== Source records ==

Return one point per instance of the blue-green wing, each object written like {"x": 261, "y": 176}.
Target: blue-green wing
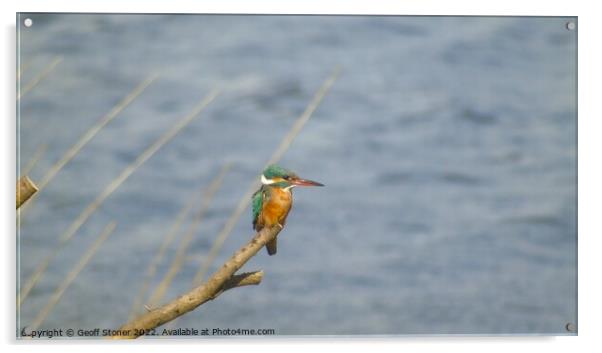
{"x": 257, "y": 202}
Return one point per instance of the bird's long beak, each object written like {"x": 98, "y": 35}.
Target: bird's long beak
{"x": 306, "y": 182}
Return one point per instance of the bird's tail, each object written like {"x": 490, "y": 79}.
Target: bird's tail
{"x": 271, "y": 246}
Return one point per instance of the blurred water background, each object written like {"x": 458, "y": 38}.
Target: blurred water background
{"x": 447, "y": 146}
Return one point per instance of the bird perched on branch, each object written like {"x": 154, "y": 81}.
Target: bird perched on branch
{"x": 274, "y": 199}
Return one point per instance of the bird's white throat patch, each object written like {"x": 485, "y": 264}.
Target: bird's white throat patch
{"x": 266, "y": 181}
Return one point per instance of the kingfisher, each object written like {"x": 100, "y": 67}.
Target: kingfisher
{"x": 274, "y": 199}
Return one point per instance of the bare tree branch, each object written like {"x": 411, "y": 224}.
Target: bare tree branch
{"x": 221, "y": 280}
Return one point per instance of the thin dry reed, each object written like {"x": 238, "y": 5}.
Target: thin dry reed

===

Goal of the exercise —
Repeat the material above line for line, leaving out the pictures.

Exercise output —
Return one point per instance of the blue-green wing, each object written like {"x": 261, "y": 176}.
Target: blue-green wing
{"x": 257, "y": 202}
Return one point per instance of the bird's long beak, each object written like {"x": 98, "y": 35}.
Target: bird's long beak
{"x": 306, "y": 182}
Return one point per instance of the bird's tail, each object written like {"x": 490, "y": 79}.
Target: bird's tail
{"x": 271, "y": 246}
Return one point per instance of the blurred water background, each object written like {"x": 458, "y": 38}.
Target: blurred water background
{"x": 447, "y": 146}
Return one point per instance of the bird perched on branch, each object written like {"x": 154, "y": 81}.
Target: bird perched on branch
{"x": 274, "y": 199}
Return one point per instance of the bird's white throat patch, each object written like {"x": 485, "y": 264}.
Target: bird's white throat patch
{"x": 266, "y": 181}
Return one point per instance of the kingfisher, each object written like {"x": 100, "y": 67}.
Target: kingfisher
{"x": 274, "y": 199}
Return one point per instance of the bare tree branch, each object written like {"x": 411, "y": 224}.
Target: bare tree branch
{"x": 221, "y": 280}
Return one point per instance of the thin dry reed, each object written like {"x": 238, "y": 5}.
Target: thin dry reed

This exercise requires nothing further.